Copy exactly the lines from the one containing "Pretty please, detect the wooden post" through the last line of the records below, including both, and leave out any pictures.

**Provided records:**
....................
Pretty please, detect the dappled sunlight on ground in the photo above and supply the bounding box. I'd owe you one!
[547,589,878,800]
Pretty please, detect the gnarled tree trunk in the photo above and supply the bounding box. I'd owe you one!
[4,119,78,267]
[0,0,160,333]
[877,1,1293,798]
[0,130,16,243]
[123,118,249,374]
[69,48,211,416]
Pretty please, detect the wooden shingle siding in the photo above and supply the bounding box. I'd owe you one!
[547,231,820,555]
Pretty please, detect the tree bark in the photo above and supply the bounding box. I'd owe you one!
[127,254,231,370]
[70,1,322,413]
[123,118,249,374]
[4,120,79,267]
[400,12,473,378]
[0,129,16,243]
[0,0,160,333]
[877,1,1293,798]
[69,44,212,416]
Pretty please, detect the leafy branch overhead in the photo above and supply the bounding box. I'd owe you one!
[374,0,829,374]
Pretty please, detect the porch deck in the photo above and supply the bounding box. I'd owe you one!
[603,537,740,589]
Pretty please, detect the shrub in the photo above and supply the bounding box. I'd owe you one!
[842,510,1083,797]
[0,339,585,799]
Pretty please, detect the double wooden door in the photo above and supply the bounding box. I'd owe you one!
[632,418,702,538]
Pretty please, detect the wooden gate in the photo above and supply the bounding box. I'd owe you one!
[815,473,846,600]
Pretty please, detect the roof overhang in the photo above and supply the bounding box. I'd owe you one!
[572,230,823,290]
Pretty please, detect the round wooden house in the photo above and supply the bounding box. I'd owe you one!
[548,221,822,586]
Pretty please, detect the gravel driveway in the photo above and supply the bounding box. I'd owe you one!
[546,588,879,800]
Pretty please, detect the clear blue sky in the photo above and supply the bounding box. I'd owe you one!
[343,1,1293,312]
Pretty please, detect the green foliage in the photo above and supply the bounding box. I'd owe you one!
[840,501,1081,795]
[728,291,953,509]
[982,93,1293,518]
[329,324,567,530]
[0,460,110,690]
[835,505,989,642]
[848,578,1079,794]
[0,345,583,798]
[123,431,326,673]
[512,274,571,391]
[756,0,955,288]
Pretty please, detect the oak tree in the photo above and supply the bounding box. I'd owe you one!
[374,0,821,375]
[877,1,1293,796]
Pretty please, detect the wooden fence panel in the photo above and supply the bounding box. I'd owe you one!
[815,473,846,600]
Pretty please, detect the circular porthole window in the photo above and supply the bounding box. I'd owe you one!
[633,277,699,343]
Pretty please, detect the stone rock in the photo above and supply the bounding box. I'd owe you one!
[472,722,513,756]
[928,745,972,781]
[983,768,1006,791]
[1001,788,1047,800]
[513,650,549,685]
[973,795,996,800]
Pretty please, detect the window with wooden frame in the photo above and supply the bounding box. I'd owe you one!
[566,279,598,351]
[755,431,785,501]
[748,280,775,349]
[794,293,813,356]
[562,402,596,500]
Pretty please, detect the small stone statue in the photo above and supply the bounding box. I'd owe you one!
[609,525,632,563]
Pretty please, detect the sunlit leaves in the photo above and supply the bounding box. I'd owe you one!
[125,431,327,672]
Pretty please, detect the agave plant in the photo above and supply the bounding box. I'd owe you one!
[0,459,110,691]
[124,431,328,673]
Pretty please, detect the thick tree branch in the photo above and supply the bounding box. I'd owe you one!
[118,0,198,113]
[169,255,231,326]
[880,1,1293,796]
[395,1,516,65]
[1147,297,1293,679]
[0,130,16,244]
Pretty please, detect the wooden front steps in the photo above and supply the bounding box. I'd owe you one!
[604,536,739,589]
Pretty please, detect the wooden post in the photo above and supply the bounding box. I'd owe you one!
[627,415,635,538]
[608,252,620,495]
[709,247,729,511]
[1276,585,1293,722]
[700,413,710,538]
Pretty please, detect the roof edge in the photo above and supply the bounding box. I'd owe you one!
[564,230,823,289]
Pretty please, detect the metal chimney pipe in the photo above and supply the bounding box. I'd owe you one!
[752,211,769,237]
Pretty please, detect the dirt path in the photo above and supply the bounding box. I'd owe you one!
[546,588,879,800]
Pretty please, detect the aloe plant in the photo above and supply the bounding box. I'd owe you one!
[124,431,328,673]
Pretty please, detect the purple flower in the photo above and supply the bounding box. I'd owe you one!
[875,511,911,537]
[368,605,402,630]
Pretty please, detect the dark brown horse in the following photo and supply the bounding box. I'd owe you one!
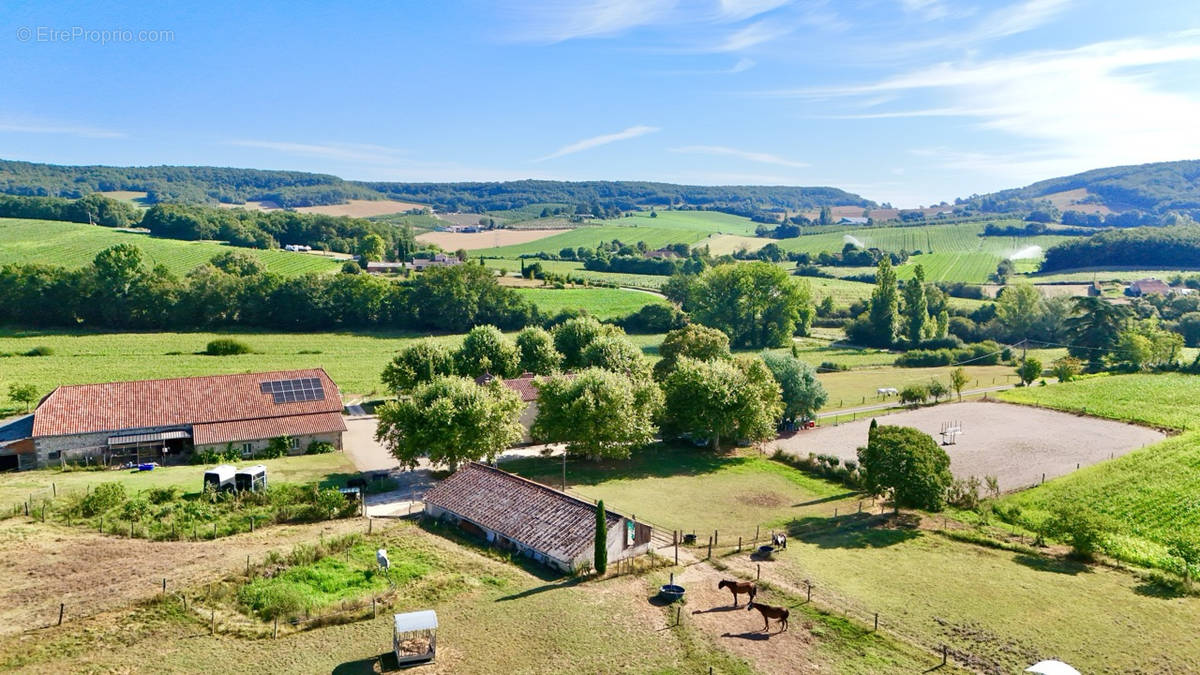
....................
**Solution:**
Pretty please, detect the wooden post in the photo above and supply the bounding box. I'd owe you one!
[627,415,635,538]
[608,252,620,495]
[709,247,729,511]
[1276,585,1293,722]
[700,413,710,538]
Pretty please, detect the roof edge in the photo above and supply the bounding box. I'd owe you one!
[564,230,823,289]
Pretty please, detect the metal chimney pipe in the photo above and supply the bounding box. I'd owe you one!
[752,211,769,237]
Pretty please, detect the dirt path in the photo above and supply the bounding box. I'd owe you one!
[546,588,879,800]
Pretty please, detect the aloe plant in the photo above and supply the bounding box. I'd owe you one!
[124,431,328,673]
Pretty please, detect the purple flower in the photo above and supply the bounding box. I'd owe you one!
[875,511,911,537]
[368,605,402,630]
Pretty please, detect the dark brown horse in the following photo and supply the bounding box. I'd owe you one!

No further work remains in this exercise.